Written tasks
A: Restate the paragraph of the AST builder page that begins "Semantic analysis validates" as a short bulleted list.
B: In the records, swap "t-shirt" for "tank top" in the lines from the first line of the records up to and including the line with "[87, 422, 214, 515]". Give back only those lines, with everything else left the same.

Page
8.4.4 Complex Node Handling

CASE Expressions:

CASE status
  WHEN 'active' THEN 1
  WHEN 'pending' THEN 2
  ELSE 0
END
auto ASTBuilder::build_case_expr_(const Value& node) -> ExprPtr {
  auto result = std::make_unique<CaseExpr>();

  // Simple CASE: CASE expr WHEN value THEN result
  if (node.HasMember("arg")) {
    result->case_expr = build_expr_(node["arg"]);
  }

  // WHEN clauses
  for (const auto& when : node["args"].GetArray()) {
    CaseWhen case_when;
    case_when.condition = build_expr_(when["CaseWhen"]["expr"]);
    case_when.result = build_expr_(when["CaseWhen"]["result"]);
    result->when_clauses.push_back(std::move(case_when));
  }

  // ELSE clause
  if (node.HasMember("defresult")) {
    result->else_result = build_expr_(node["defresult"]);
  }

  return result;
}

Window Functions:

SUM(amount) OVER (PARTITION BY category ORDER BY date ROWS BETWEEN 1 PRECEDING AND 1 FOLLOWING)
auto ASTBuilder::build_window_def_(const Value& node) -> WindowDef {
  WindowDef def;

  // PARTITION BY
  if (node.HasMember("partitionClause")) {
    for (const auto& expr : node["partitionClause"].GetArray()) {
      def.partition_by.push_back(build_expr_(expr));
    }
  }

  // ORDER BY
  if (node.HasMember("orderClause")) {
    for (const auto& item : node["orderClause"].GetArray()) {
      def.order_by.push_back(build_order_by_item_(item));
    }
  }

  // Frame specification
  def.frame_options = node.HasMember("frameOptions")
    ? node["frameOptions"].GetInt()
    : 0;

  if (node.HasMember("startOffset")) {
    def.frame_start_offset = build_expr_(node["startOffset"]);
  }
  if (node.HasMember("endOffset")) {
    def.frame_end_offset = build_expr_(node["endOffset"]);
  }

  return def;
}

8.5 Semantic Analysis

Semantic analysis validates the AST and enriches it with type information.

8.5.1 Validation Tasks

TaskDescriptionExample Error
Table existenceVerify tables exist"Table 'foo' not found"

Raw records
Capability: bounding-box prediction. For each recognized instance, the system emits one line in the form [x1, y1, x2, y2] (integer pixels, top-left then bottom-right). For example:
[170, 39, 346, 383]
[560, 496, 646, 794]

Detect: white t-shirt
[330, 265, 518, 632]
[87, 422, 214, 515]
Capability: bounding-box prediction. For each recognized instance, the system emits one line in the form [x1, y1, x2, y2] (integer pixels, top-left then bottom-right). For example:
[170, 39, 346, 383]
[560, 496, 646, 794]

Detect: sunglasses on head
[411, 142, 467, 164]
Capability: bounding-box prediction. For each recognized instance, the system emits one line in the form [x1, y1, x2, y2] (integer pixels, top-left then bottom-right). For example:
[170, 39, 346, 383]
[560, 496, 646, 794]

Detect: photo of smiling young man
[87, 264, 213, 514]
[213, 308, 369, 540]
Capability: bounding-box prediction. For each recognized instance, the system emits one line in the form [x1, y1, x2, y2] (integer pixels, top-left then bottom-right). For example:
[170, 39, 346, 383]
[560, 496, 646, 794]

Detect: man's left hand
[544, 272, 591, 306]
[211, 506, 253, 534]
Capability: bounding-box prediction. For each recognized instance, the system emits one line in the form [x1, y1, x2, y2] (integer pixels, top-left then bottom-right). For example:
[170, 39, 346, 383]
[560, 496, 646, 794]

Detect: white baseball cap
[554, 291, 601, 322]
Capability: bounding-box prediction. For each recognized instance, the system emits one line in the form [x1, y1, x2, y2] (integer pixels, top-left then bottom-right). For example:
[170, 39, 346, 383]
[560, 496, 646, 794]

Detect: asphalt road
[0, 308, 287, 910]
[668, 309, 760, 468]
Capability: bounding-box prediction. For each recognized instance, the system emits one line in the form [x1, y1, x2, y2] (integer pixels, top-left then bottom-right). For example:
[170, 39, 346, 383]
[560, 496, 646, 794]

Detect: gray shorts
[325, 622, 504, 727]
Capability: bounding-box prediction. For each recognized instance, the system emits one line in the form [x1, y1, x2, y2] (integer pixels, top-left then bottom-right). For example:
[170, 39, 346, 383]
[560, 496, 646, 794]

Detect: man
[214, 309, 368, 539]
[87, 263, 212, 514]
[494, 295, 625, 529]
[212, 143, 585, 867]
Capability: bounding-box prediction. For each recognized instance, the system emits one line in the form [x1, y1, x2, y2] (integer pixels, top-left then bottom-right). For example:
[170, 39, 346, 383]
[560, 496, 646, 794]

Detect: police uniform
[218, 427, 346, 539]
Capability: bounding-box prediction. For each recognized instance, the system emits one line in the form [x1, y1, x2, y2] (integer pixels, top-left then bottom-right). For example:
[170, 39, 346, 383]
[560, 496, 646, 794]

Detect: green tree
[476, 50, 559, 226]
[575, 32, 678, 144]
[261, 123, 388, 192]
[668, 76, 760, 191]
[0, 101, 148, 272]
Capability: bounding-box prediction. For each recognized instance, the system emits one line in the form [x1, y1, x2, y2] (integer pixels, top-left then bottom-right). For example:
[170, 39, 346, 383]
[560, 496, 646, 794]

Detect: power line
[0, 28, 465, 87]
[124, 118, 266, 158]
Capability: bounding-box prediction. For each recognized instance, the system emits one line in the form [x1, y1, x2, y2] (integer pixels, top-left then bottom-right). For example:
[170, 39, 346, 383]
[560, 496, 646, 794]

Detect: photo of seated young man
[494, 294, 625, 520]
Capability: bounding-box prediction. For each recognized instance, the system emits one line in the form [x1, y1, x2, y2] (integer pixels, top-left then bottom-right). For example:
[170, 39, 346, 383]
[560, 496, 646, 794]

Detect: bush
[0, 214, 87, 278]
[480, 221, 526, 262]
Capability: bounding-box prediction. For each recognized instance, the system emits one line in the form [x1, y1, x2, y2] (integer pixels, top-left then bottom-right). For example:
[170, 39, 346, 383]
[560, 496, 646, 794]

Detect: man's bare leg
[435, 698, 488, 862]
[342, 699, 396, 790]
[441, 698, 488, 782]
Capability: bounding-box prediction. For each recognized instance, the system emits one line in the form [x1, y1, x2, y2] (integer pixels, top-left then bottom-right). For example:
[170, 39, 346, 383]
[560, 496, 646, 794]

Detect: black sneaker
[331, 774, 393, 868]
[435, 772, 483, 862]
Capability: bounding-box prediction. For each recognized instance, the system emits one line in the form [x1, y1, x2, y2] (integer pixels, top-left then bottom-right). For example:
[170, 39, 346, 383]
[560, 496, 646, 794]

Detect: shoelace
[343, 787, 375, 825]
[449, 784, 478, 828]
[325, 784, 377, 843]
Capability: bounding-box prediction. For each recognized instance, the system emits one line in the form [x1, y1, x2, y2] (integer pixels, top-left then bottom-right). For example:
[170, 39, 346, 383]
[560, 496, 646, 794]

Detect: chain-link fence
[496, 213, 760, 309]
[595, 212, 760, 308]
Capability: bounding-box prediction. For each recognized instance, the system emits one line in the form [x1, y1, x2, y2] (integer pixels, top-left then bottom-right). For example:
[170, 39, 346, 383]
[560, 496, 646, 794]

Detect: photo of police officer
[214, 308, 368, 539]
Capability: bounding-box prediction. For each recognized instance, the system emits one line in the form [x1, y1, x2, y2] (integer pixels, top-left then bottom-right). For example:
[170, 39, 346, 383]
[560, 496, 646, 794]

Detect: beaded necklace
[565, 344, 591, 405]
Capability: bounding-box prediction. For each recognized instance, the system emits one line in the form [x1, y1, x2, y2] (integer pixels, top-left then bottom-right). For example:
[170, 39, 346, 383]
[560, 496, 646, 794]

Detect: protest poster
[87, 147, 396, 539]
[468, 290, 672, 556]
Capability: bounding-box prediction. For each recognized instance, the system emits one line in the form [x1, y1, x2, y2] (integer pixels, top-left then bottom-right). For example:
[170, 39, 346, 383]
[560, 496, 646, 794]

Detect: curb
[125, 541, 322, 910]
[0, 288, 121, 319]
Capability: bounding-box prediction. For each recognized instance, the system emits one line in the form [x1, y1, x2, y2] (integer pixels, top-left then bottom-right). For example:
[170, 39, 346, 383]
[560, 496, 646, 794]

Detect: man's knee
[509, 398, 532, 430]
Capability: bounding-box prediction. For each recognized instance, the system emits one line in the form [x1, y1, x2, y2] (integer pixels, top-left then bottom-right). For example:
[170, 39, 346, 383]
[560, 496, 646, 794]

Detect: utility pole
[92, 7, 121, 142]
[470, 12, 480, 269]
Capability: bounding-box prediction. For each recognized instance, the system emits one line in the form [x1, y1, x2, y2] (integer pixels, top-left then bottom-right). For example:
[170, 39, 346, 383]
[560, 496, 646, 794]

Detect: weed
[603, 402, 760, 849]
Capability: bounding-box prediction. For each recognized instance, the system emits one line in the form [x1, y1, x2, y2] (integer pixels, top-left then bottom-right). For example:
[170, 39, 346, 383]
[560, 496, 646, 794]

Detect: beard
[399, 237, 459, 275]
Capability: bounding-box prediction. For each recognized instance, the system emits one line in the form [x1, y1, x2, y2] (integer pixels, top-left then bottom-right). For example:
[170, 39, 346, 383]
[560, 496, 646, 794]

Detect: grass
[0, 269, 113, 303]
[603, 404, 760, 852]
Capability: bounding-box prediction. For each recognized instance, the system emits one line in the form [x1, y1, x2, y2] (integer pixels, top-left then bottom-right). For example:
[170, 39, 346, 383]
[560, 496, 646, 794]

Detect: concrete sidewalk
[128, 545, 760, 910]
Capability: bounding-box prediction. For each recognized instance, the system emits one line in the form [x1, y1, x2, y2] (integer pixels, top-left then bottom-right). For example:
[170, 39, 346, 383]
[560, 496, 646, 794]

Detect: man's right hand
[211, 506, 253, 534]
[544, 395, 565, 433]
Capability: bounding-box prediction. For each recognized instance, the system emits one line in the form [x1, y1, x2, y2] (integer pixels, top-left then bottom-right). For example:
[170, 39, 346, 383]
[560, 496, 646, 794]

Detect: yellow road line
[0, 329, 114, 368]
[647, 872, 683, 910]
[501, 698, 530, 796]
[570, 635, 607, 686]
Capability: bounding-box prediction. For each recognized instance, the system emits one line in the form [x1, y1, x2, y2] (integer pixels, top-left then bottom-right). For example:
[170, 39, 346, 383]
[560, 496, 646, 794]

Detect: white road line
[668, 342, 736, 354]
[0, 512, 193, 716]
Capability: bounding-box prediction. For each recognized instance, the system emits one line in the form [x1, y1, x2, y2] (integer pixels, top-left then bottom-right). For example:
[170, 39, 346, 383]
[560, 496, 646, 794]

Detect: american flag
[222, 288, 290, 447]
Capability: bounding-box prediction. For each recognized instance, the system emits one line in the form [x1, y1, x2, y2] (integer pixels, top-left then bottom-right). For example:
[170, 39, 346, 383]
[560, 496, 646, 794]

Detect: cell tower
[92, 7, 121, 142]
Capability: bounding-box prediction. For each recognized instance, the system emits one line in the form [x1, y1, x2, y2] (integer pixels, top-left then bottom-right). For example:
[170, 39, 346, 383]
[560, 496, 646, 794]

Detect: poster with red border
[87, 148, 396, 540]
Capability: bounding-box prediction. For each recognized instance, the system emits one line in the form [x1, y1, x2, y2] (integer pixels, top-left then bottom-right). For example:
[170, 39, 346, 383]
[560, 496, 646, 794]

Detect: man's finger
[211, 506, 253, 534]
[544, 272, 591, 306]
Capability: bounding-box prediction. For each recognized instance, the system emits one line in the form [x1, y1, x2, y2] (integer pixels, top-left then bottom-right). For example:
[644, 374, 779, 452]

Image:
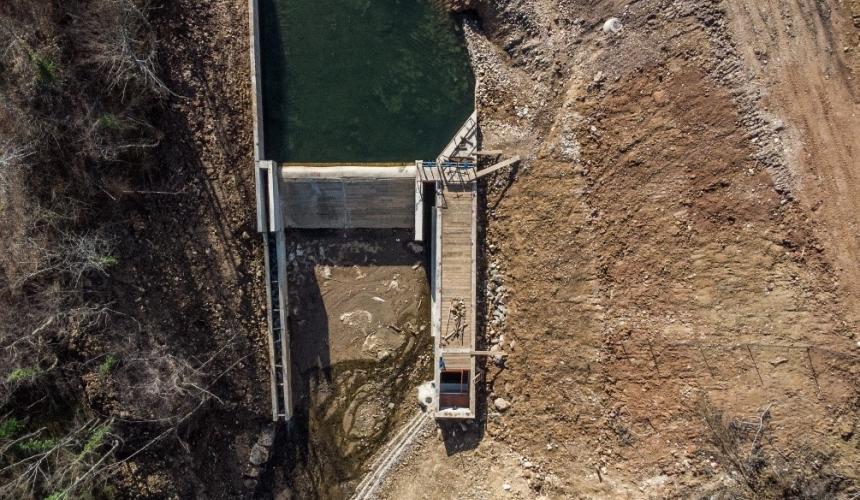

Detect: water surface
[260, 0, 474, 162]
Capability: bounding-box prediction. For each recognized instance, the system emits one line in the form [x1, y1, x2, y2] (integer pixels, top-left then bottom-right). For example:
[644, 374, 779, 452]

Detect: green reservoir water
[260, 0, 474, 163]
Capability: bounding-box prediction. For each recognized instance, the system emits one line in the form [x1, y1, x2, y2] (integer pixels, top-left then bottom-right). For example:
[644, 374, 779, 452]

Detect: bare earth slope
[385, 0, 860, 498]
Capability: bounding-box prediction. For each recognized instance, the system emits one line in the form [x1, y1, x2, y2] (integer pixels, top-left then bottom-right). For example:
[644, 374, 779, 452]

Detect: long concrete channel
[249, 0, 517, 428]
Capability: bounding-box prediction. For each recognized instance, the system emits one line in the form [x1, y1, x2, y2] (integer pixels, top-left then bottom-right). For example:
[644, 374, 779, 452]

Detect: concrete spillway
[249, 0, 504, 420]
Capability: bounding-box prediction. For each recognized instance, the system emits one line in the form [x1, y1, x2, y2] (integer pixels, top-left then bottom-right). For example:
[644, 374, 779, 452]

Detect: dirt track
[387, 1, 860, 498]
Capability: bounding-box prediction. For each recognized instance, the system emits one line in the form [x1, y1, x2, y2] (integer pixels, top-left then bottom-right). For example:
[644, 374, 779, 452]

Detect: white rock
[493, 398, 511, 411]
[603, 17, 624, 35]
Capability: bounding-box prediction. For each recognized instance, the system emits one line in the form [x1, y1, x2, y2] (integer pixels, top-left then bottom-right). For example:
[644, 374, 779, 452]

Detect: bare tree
[79, 0, 170, 95]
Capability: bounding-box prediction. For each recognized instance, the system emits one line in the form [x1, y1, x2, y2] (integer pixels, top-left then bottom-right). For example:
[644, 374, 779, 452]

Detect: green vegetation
[0, 417, 22, 440]
[18, 438, 58, 455]
[78, 424, 111, 458]
[6, 367, 44, 383]
[0, 0, 166, 500]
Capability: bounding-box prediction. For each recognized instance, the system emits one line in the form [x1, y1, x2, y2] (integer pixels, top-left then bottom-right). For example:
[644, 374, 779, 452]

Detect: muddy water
[260, 0, 474, 162]
[274, 230, 432, 499]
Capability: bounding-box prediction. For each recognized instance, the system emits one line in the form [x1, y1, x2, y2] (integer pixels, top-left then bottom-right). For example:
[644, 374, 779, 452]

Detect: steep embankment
[387, 0, 860, 498]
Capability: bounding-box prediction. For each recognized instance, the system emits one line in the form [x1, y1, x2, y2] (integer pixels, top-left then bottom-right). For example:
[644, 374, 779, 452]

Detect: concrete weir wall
[280, 165, 416, 229]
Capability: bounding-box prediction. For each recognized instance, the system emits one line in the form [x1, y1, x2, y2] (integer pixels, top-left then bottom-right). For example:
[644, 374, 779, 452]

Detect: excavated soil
[114, 0, 860, 498]
[384, 0, 860, 499]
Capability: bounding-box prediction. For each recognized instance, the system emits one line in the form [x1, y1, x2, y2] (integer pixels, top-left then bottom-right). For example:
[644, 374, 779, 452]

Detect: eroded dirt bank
[386, 0, 860, 498]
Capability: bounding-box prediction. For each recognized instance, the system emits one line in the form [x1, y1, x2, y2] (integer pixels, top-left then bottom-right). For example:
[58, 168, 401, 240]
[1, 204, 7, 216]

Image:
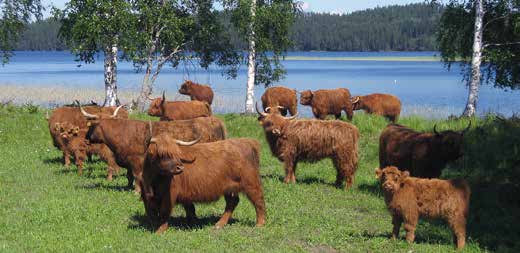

Answers given
A:
- Validates the AST
- Adds type information to the AST

B:
Capability: bounding-box prediction. For each recognized instance, the system emits one line in the form [x1, y1, x2, y2] (integer pixels, top-left then bottom-right). For example:
[170, 39, 346, 383]
[560, 496, 646, 794]

Detect: white tank top
[330, 265, 518, 632]
[87, 422, 214, 515]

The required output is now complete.